▶ [EXERCISE REQUIREMENTS] All lines from the one containing "Query: person lying on mat" to the end of the listing below are to be reproduced exactly, and no others.

▶ [RECORDS FOR THE EXERCISE]
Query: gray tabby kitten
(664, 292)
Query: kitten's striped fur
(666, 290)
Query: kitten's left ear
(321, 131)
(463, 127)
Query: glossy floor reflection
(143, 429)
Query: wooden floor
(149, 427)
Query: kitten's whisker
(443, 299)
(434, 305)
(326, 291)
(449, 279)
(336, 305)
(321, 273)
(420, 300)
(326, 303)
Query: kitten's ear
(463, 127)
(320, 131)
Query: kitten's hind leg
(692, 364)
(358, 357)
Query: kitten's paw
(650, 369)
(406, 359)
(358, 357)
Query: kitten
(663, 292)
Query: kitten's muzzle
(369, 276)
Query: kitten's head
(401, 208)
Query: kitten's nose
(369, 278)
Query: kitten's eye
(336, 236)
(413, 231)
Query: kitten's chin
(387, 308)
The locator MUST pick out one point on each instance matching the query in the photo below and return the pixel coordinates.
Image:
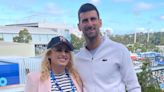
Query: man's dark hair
(87, 7)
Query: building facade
(41, 33)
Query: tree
(147, 80)
(23, 37)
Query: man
(103, 65)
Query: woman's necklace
(56, 83)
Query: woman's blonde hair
(45, 67)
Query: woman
(57, 72)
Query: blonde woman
(57, 72)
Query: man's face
(89, 24)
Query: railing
(13, 88)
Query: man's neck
(92, 44)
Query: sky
(118, 16)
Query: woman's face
(60, 55)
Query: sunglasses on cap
(61, 49)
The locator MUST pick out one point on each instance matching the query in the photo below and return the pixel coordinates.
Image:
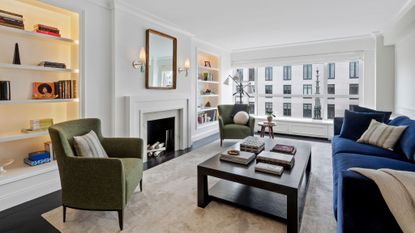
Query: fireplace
(160, 136)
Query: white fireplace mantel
(138, 106)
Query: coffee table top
(290, 178)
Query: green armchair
(103, 184)
(229, 130)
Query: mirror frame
(174, 40)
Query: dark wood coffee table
(282, 197)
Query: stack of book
(285, 160)
(10, 19)
(286, 149)
(48, 30)
(66, 89)
(37, 158)
(5, 90)
(242, 158)
(252, 144)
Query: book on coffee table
(269, 168)
(286, 149)
(243, 158)
(285, 160)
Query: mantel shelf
(35, 34)
(21, 136)
(36, 68)
(40, 101)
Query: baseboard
(24, 190)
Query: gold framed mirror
(161, 60)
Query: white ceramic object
(4, 164)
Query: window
(332, 70)
(251, 74)
(268, 107)
(268, 89)
(287, 109)
(354, 69)
(287, 73)
(307, 89)
(353, 89)
(331, 89)
(331, 111)
(287, 89)
(240, 73)
(307, 72)
(251, 107)
(307, 110)
(268, 73)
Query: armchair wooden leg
(121, 218)
(64, 213)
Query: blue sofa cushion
(387, 115)
(356, 123)
(344, 161)
(406, 143)
(344, 145)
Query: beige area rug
(168, 203)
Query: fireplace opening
(160, 137)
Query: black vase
(16, 57)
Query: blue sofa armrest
(337, 125)
(361, 207)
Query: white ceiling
(240, 24)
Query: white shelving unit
(22, 182)
(208, 89)
(35, 68)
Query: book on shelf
(53, 64)
(243, 158)
(269, 168)
(286, 149)
(285, 160)
(5, 90)
(252, 144)
(37, 162)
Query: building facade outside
(289, 90)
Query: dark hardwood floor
(26, 218)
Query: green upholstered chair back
(225, 111)
(62, 135)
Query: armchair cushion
(88, 145)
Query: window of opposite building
(307, 110)
(268, 73)
(287, 73)
(287, 109)
(307, 71)
(287, 89)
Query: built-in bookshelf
(208, 88)
(17, 112)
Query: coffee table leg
(202, 190)
(292, 213)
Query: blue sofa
(357, 201)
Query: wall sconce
(186, 67)
(141, 63)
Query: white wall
(405, 76)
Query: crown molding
(305, 43)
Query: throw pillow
(241, 118)
(363, 109)
(237, 108)
(382, 135)
(89, 145)
(356, 123)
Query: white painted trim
(126, 7)
(305, 43)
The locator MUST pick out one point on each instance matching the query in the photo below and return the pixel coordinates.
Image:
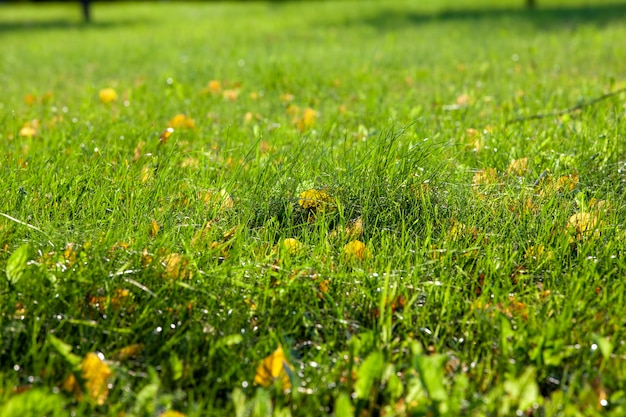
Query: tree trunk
(86, 11)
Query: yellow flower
(286, 98)
(291, 245)
(315, 200)
(307, 120)
(518, 166)
(356, 249)
(107, 95)
(181, 121)
(27, 132)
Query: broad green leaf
(370, 370)
(17, 263)
(343, 406)
(604, 344)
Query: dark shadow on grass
(546, 18)
(63, 24)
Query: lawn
(319, 208)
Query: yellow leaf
(165, 135)
(315, 200)
(154, 228)
(518, 166)
(107, 95)
(214, 198)
(286, 98)
(353, 230)
(181, 121)
(230, 95)
(214, 86)
(272, 368)
(138, 152)
(171, 413)
(95, 374)
(176, 266)
(485, 177)
(292, 246)
(356, 249)
(29, 129)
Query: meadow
(356, 208)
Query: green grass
(485, 290)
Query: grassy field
(307, 209)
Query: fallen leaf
(95, 374)
(292, 246)
(165, 135)
(107, 95)
(273, 368)
(181, 121)
(317, 200)
(518, 167)
(171, 413)
(485, 177)
(356, 249)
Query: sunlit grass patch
(312, 209)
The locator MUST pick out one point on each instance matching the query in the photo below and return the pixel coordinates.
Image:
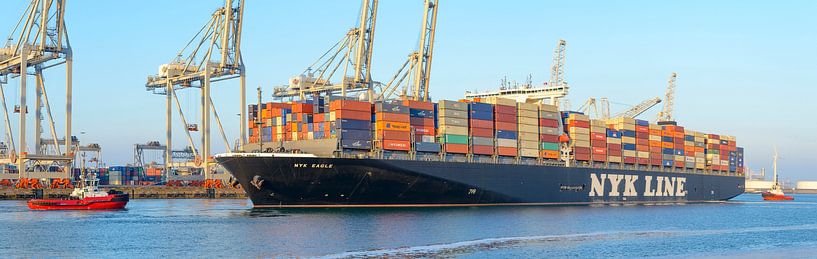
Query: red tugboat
(776, 193)
(86, 197)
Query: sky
(745, 68)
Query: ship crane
(638, 109)
(665, 116)
(418, 63)
(551, 92)
(214, 54)
(353, 53)
(39, 41)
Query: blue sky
(746, 68)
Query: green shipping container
(454, 139)
(550, 146)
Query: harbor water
(742, 227)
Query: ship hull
(339, 182)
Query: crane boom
(666, 114)
(639, 108)
(418, 66)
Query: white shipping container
(506, 142)
(525, 152)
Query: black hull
(340, 182)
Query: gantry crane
(353, 52)
(39, 41)
(418, 63)
(552, 92)
(214, 54)
(665, 116)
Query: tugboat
(87, 196)
(776, 193)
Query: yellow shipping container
(578, 130)
(455, 130)
(526, 152)
(527, 107)
(529, 144)
(548, 108)
(528, 128)
(500, 101)
(528, 136)
(581, 143)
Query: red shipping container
(548, 123)
(483, 150)
(394, 117)
(353, 115)
(424, 130)
(505, 118)
(456, 148)
(655, 162)
(400, 145)
(393, 135)
(578, 124)
(506, 151)
(582, 157)
(483, 124)
(506, 126)
(549, 138)
(486, 133)
(507, 110)
(629, 160)
(549, 154)
(421, 122)
(349, 105)
(302, 108)
(419, 105)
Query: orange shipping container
(506, 151)
(549, 154)
(400, 145)
(395, 117)
(349, 105)
(506, 126)
(456, 148)
(394, 135)
(353, 115)
(398, 126)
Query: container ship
(474, 152)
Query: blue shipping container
(353, 124)
(427, 147)
(613, 133)
(421, 113)
(485, 107)
(482, 115)
(356, 143)
(354, 134)
(506, 134)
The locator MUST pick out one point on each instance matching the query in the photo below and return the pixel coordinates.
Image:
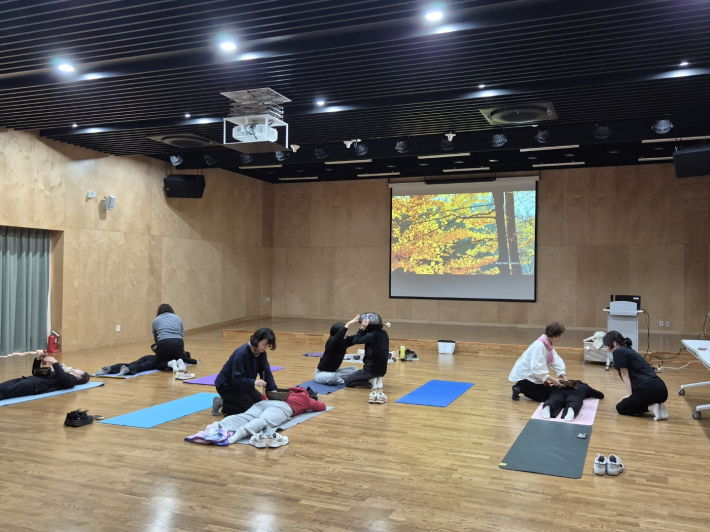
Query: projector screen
(464, 240)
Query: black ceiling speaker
(184, 185)
(693, 161)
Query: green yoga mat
(549, 449)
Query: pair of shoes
(217, 403)
(261, 441)
(104, 371)
(378, 398)
(608, 466)
(516, 392)
(659, 411)
(78, 418)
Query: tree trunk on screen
(512, 234)
(503, 260)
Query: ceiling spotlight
(661, 126)
(360, 148)
(498, 140)
(543, 134)
(447, 143)
(320, 152)
(602, 131)
(402, 146)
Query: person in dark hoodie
(568, 399)
(329, 371)
(55, 379)
(246, 368)
(377, 345)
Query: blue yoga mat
(321, 388)
(159, 414)
(27, 398)
(436, 393)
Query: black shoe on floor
(516, 392)
(78, 418)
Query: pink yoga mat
(209, 379)
(586, 414)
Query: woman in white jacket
(531, 373)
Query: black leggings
(649, 392)
(171, 349)
(237, 401)
(536, 392)
(562, 400)
(145, 363)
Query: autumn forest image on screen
(488, 233)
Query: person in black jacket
(329, 371)
(246, 368)
(646, 391)
(568, 399)
(377, 345)
(58, 379)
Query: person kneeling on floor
(329, 371)
(262, 419)
(48, 376)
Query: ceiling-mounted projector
(251, 132)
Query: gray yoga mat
(549, 449)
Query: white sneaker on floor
(600, 464)
(277, 440)
(258, 441)
(614, 467)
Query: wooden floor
(359, 467)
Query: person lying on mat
(377, 346)
(168, 332)
(264, 417)
(55, 380)
(568, 399)
(646, 391)
(246, 368)
(531, 372)
(329, 371)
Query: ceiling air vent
(184, 140)
(527, 113)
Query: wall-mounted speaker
(693, 161)
(184, 185)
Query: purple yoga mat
(209, 379)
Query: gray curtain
(24, 289)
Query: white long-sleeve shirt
(533, 364)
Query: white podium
(623, 317)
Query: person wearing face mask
(44, 380)
(246, 368)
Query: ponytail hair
(616, 336)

▶ [SOLUTION BELOW]
Query: person lying on mat
(377, 346)
(168, 332)
(264, 417)
(55, 380)
(568, 399)
(646, 391)
(246, 368)
(531, 372)
(329, 371)
Query: ceiling air vent
(184, 140)
(527, 113)
Query: wall-mounted speaker
(693, 161)
(184, 185)
Query: purple yoga mat
(209, 379)
Query: gray curtain
(24, 289)
Query: white long-sleeve shirt
(533, 364)
Query: white podium
(623, 317)
Query: person wearing face mask
(44, 380)
(246, 368)
Query: ponytail hair
(616, 336)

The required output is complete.